● **OBIETTIVO DELL'ESERCIZIO**:
Modifica le righe dell'elenco sottostante, partendo da quella che contiene "Where can the wheel" e proseguendo fino a quella che contiene "pixel 849 643", entrambe incluse: sostituisci "wheel chock" con "wheel stop" e lascia tutto il resto invariato. Riporta soltanto queste righe.

● **ELENCO DEI DATI**:
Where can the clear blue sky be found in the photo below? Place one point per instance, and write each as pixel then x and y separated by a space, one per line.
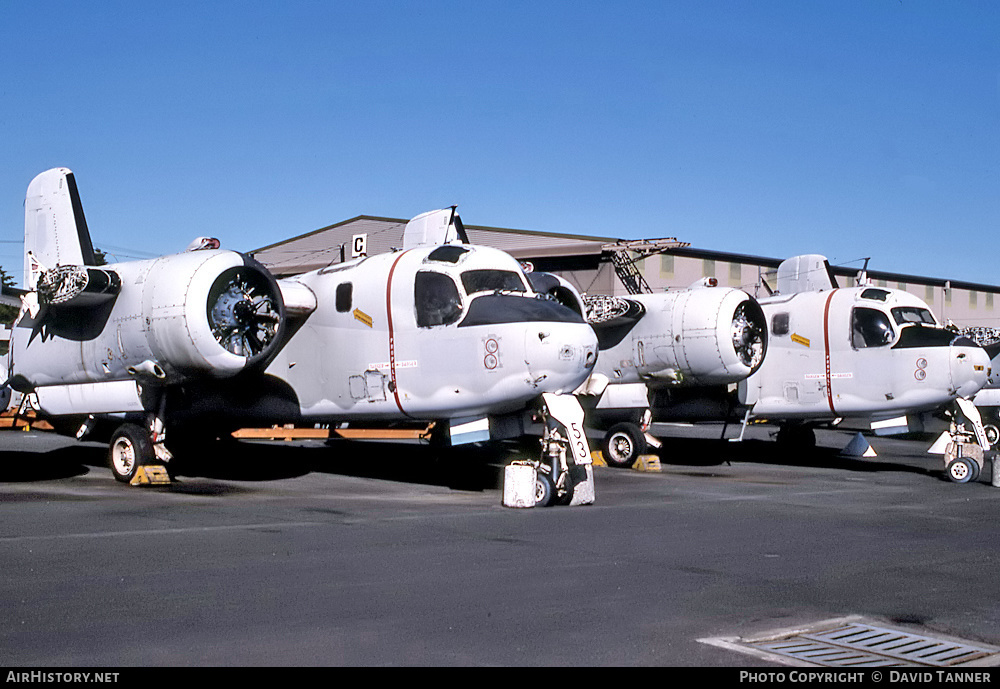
pixel 866 128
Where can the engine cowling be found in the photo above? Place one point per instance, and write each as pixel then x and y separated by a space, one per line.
pixel 700 336
pixel 212 312
pixel 199 314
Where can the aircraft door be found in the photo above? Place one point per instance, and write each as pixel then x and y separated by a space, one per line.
pixel 861 375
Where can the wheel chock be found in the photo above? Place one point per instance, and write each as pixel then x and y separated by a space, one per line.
pixel 647 463
pixel 859 447
pixel 153 474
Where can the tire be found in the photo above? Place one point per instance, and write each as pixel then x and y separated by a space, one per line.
pixel 960 470
pixel 130 449
pixel 992 434
pixel 622 445
pixel 975 468
pixel 545 491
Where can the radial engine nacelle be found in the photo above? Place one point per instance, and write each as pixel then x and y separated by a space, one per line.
pixel 208 313
pixel 698 336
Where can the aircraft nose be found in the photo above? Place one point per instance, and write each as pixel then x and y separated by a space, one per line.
pixel 970 366
pixel 560 356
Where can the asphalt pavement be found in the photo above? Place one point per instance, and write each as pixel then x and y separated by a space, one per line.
pixel 309 554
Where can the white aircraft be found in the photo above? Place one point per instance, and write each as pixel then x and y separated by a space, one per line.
pixel 206 341
pixel 833 353
pixel 693 339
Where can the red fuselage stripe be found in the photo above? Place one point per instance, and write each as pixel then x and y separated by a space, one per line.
pixel 826 349
pixel 392 341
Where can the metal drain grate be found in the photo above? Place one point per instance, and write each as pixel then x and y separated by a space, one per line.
pixel 849 643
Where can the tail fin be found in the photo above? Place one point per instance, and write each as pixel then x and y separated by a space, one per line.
pixel 55 229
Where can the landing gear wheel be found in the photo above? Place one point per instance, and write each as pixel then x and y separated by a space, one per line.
pixel 622 445
pixel 960 469
pixel 130 449
pixel 545 491
pixel 992 434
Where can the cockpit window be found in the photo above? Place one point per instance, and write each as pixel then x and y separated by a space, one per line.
pixel 492 281
pixel 912 314
pixel 875 294
pixel 491 309
pixel 922 336
pixel 438 301
pixel 870 328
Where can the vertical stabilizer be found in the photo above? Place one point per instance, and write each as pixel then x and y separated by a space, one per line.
pixel 434 227
pixel 55 229
pixel 807 273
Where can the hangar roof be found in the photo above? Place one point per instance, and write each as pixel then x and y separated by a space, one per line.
pixel 332 244
pixel 322 247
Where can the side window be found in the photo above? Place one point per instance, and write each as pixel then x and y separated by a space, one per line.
pixel 438 301
pixel 779 324
pixel 345 297
pixel 870 328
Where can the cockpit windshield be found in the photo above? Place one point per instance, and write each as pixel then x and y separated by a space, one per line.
pixel 490 309
pixel 487 280
pixel 924 336
pixel 870 328
pixel 437 299
pixel 912 314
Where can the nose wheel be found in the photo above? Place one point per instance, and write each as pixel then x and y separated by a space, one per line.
pixel 130 449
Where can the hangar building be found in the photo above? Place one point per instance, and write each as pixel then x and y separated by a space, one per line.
pixel 588 262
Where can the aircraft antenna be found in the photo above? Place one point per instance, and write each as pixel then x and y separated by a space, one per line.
pixel 620 255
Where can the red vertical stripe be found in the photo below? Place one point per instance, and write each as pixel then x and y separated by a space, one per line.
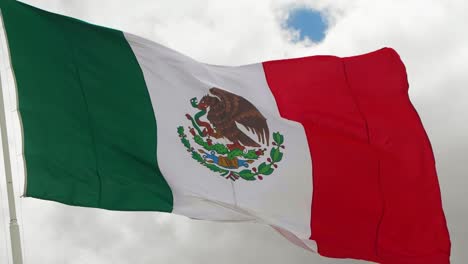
pixel 376 195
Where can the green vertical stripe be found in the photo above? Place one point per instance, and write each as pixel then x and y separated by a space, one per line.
pixel 89 127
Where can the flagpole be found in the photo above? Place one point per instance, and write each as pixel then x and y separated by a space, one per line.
pixel 14 227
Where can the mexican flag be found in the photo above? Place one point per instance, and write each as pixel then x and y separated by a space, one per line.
pixel 328 151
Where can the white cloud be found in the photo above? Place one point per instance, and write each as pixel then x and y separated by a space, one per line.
pixel 430 36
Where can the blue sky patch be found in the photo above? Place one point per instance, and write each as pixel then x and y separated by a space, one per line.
pixel 308 22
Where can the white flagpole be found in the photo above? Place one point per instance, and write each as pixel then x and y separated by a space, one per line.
pixel 14 227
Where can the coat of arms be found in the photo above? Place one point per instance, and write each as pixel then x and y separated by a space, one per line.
pixel 218 142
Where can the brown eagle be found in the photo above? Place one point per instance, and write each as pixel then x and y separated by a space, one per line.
pixel 225 109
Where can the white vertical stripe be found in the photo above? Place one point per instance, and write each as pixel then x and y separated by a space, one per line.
pixel 282 199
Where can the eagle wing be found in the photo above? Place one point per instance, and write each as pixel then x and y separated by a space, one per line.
pixel 244 113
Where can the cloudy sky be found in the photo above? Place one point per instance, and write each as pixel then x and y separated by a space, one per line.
pixel 430 36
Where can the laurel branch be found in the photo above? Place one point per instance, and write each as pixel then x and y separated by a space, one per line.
pixel 264 169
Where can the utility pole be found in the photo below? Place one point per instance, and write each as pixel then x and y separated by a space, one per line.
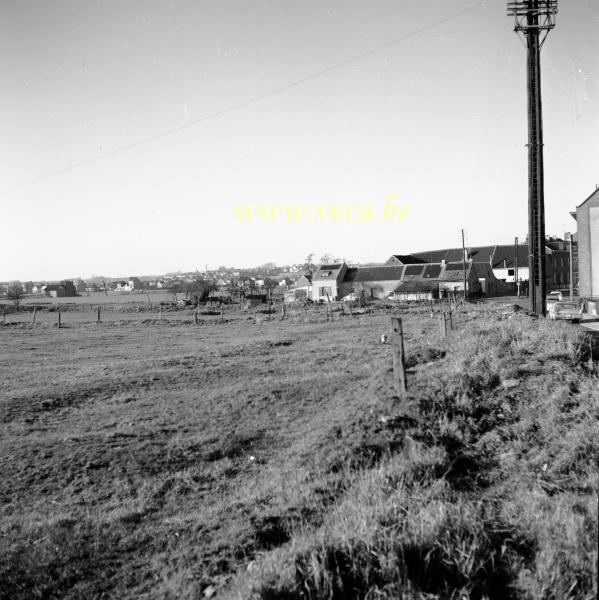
pixel 464 266
pixel 516 286
pixel 534 19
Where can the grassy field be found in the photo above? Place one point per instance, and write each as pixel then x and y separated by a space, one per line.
pixel 272 459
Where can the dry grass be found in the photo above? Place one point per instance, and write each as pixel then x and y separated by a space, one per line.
pixel 271 460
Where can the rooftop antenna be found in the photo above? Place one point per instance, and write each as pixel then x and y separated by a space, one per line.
pixel 534 20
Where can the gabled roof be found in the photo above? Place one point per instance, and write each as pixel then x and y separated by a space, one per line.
pixel 360 274
pixel 595 193
pixel 417 285
pixel 328 272
pixel 504 257
pixel 404 259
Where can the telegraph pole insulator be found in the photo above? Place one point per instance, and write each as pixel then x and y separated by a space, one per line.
pixel 534 19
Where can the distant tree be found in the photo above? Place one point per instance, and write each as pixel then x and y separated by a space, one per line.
pixel 15 293
pixel 268 267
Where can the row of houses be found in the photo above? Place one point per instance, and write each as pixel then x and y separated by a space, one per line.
pixel 486 270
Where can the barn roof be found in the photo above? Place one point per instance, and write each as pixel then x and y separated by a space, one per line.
pixel 359 274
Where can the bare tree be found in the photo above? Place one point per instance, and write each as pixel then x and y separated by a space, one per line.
pixel 309 266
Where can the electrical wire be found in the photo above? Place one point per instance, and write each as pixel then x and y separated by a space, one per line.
pixel 248 102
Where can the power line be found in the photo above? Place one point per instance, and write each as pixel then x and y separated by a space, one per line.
pixel 253 100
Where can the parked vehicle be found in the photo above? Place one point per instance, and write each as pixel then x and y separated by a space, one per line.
pixel 567 311
pixel 554 297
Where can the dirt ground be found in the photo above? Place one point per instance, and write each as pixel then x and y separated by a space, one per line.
pixel 155 459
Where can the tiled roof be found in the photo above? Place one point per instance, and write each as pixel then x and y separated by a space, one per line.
pixel 407 259
pixel 418 285
pixel 587 199
pixel 388 273
pixel 432 271
pixel 327 272
pixel 413 270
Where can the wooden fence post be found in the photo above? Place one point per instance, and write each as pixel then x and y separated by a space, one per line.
pixel 443 323
pixel 399 366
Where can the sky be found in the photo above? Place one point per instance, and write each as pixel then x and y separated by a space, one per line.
pixel 131 131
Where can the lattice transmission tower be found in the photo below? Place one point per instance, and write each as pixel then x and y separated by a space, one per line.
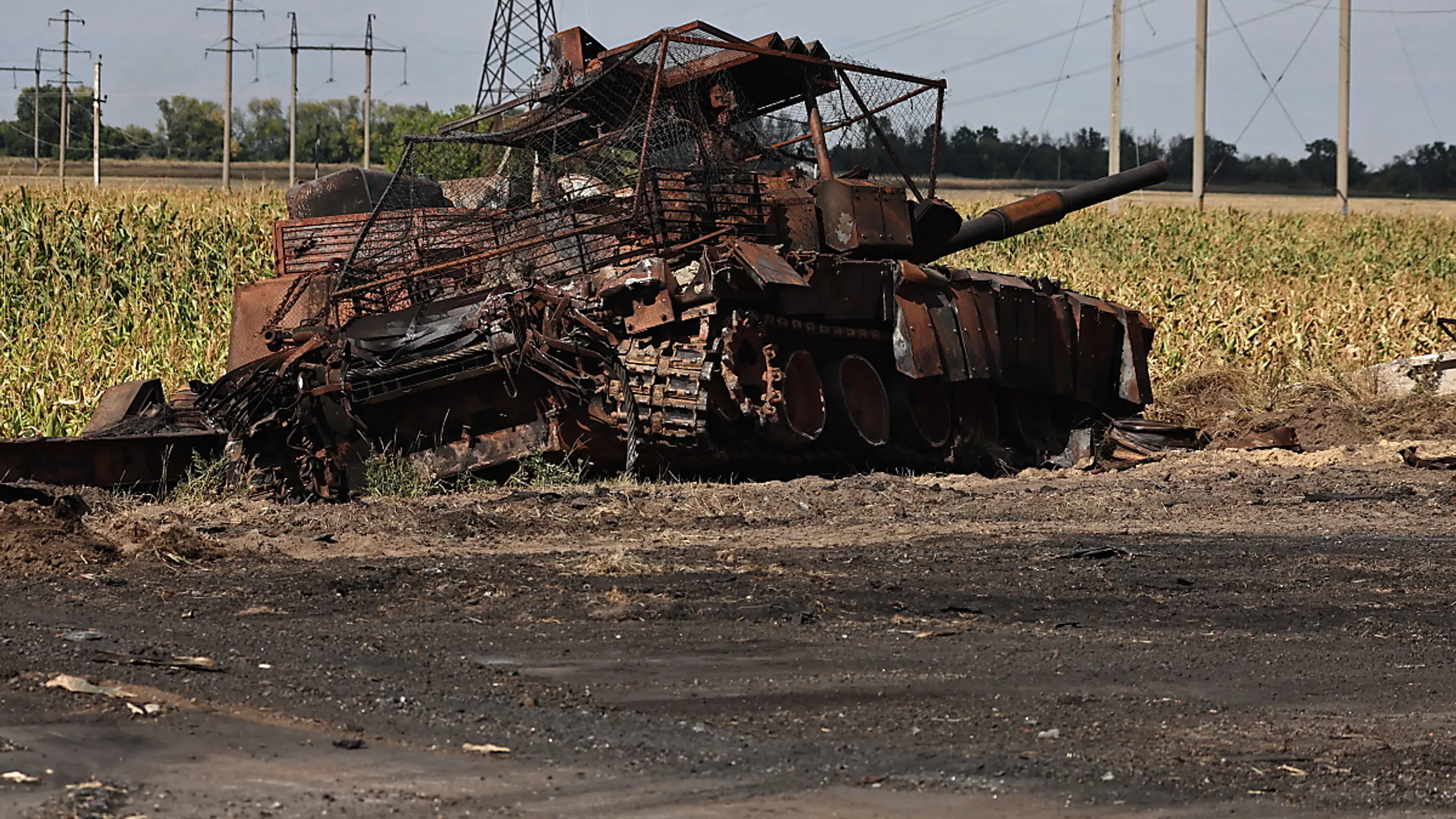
pixel 518 51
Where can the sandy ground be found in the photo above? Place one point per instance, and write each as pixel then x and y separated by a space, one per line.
pixel 1221 633
pixel 160 175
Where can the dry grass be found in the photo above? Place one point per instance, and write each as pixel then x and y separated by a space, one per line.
pixel 1285 297
pixel 105 286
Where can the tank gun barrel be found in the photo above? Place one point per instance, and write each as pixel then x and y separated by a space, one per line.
pixel 1047 209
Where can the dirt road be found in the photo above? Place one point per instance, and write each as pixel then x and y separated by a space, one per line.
pixel 1216 634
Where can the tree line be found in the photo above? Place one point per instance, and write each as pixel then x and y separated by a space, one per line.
pixel 331 131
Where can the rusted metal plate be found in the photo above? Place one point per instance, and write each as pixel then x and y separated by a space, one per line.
pixel 108 462
pixel 493 449
pixel 973 336
pixel 766 266
pixel 1098 346
pixel 255 304
pixel 651 311
pixel 861 214
pixel 1133 382
pixel 124 401
pixel 948 334
pixel 839 291
pixel 1040 343
pixel 1064 346
pixel 1010 317
pixel 991 325
pixel 916 350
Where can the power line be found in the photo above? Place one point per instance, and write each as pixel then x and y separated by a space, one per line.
pixel 1392 11
pixel 1047 113
pixel 1247 126
pixel 1260 69
pixel 1414 78
pixel 1039 42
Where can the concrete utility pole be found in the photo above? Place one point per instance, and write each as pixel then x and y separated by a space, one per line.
pixel 228 86
pixel 1200 101
pixel 1343 152
pixel 369 48
pixel 293 94
pixel 1114 139
pixel 35 104
pixel 369 82
pixel 97 126
pixel 66 19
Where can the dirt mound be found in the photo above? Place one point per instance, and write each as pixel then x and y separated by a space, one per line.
pixel 37 540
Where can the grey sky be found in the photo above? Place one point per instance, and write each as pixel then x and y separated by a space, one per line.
pixel 155 48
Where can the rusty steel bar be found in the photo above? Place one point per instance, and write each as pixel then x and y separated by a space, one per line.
pixel 935 146
pixel 851 121
pixel 830 63
pixel 826 169
pixel 880 133
pixel 647 129
pixel 1047 209
pixel 484 255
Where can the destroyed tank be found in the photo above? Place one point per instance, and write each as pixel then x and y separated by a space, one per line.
pixel 682 254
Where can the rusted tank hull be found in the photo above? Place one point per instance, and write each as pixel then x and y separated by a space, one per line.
pixel 123 462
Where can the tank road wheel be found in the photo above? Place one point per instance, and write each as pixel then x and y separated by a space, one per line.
pixel 796 413
pixel 858 404
pixel 921 411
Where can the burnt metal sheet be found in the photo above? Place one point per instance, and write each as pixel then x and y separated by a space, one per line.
pixel 861 214
pixel 979 363
pixel 948 334
pixel 1064 346
pixel 766 266
pixel 493 449
pixel 1133 384
pixel 1098 341
pixel 110 462
pixel 1041 343
pixel 1010 318
pixel 254 305
pixel 839 291
pixel 916 350
pixel 124 401
pixel 648 312
pixel 986 309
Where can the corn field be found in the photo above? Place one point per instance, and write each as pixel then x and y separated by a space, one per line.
pixel 105 286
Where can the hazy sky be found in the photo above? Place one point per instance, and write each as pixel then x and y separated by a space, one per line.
pixel 155 48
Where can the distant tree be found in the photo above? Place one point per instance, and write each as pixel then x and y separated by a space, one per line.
pixel 190 129
pixel 263 131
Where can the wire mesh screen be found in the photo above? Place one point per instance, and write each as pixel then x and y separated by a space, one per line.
pixel 656 144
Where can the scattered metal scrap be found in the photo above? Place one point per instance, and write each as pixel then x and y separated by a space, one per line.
pixel 669 255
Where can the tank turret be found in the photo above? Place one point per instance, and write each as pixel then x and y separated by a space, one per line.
pixel 690 253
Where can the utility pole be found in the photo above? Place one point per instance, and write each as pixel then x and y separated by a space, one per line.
pixel 1343 151
pixel 35 104
pixel 228 86
pixel 66 19
pixel 293 94
pixel 369 48
pixel 97 126
pixel 1114 139
pixel 1200 101
pixel 369 82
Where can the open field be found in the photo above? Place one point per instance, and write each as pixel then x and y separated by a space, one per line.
pixel 1218 634
pixel 1210 634
pixel 105 286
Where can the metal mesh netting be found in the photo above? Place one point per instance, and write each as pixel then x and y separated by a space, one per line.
pixel 653 146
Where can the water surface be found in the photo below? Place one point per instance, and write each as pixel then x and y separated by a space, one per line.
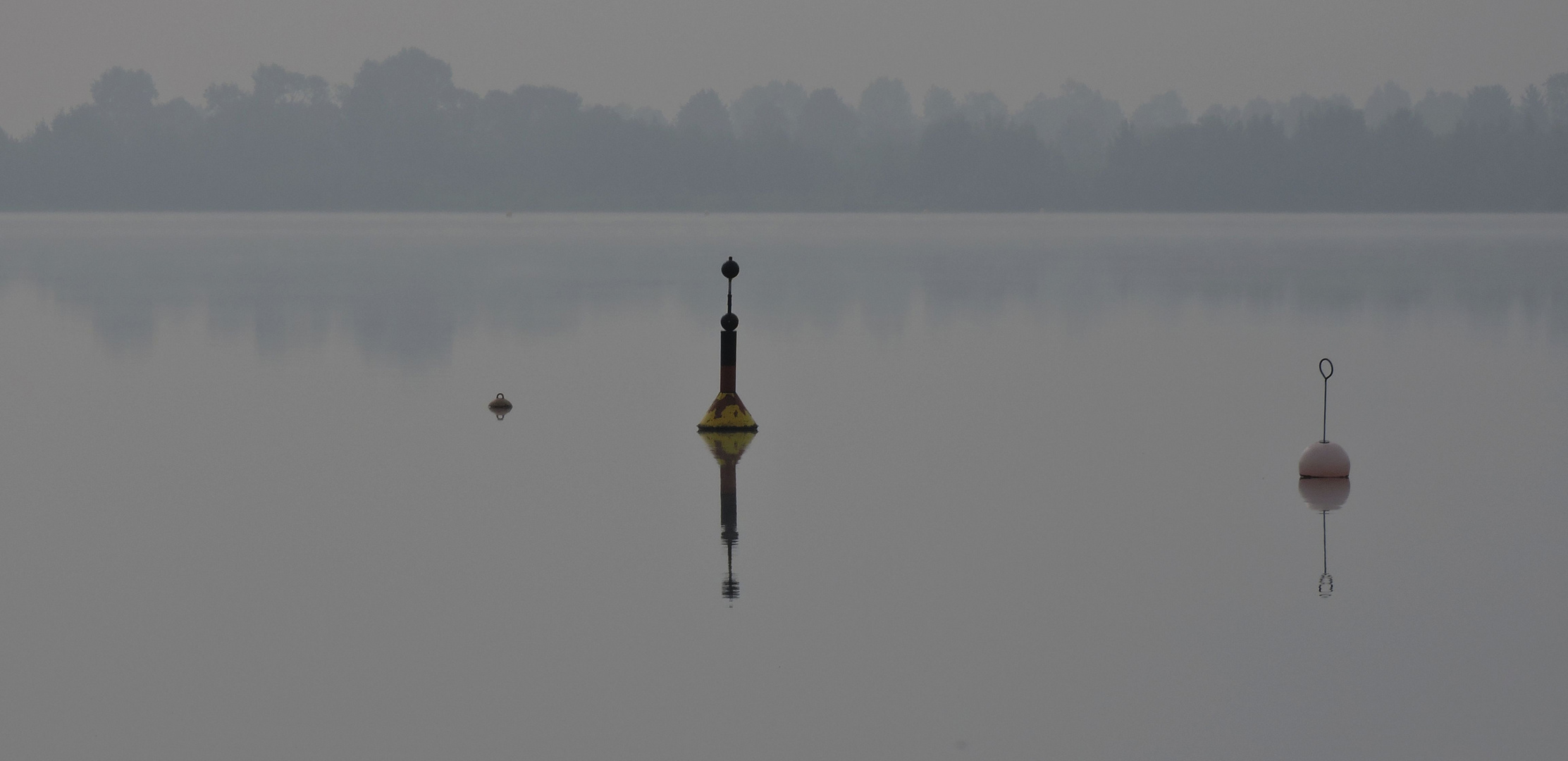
pixel 1023 488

● **RISULTATO CORRETTO**:
Where can the wheel stop be found in the photo above? Place one point per instance, and write each as pixel then x and y separated by a space, one per line.
pixel 647 463
pixel 859 447
pixel 153 474
Where can the tire be found in the photo above? Place one point per instance, and write each as pixel then x and y separated by a space, one per line.
pixel 960 470
pixel 130 449
pixel 992 434
pixel 622 445
pixel 975 468
pixel 545 491
Where can the radial engine nacelle be found in the photo above? Place one point per instance, and write each as pixel then x and y separated by a space, one per line.
pixel 208 313
pixel 698 336
Where can the aircraft nose be found in the photo above? Place one point per instance, and write each as pixel then x and y separated by a space, one per line.
pixel 970 366
pixel 560 356
Where can the asphalt pavement be found in the photo above? Place one point per instance, and write each as pixel then x and y separated by a space, one per line.
pixel 309 554
Where can the white aircraft be found in the photo above? Place one point per instance, and write each as pixel then x and y separated by a space, one per line.
pixel 206 341
pixel 833 353
pixel 693 339
Where can the red fuselage stripe be found in the photo above? Place one point per instance, and write each as pixel then x and y separated by a space, one per line.
pixel 826 349
pixel 392 341
Where can the metal drain grate be found in the photo above? Place one point per instance, and write each as pixel then x and y separated by a space, one per line.
pixel 849 643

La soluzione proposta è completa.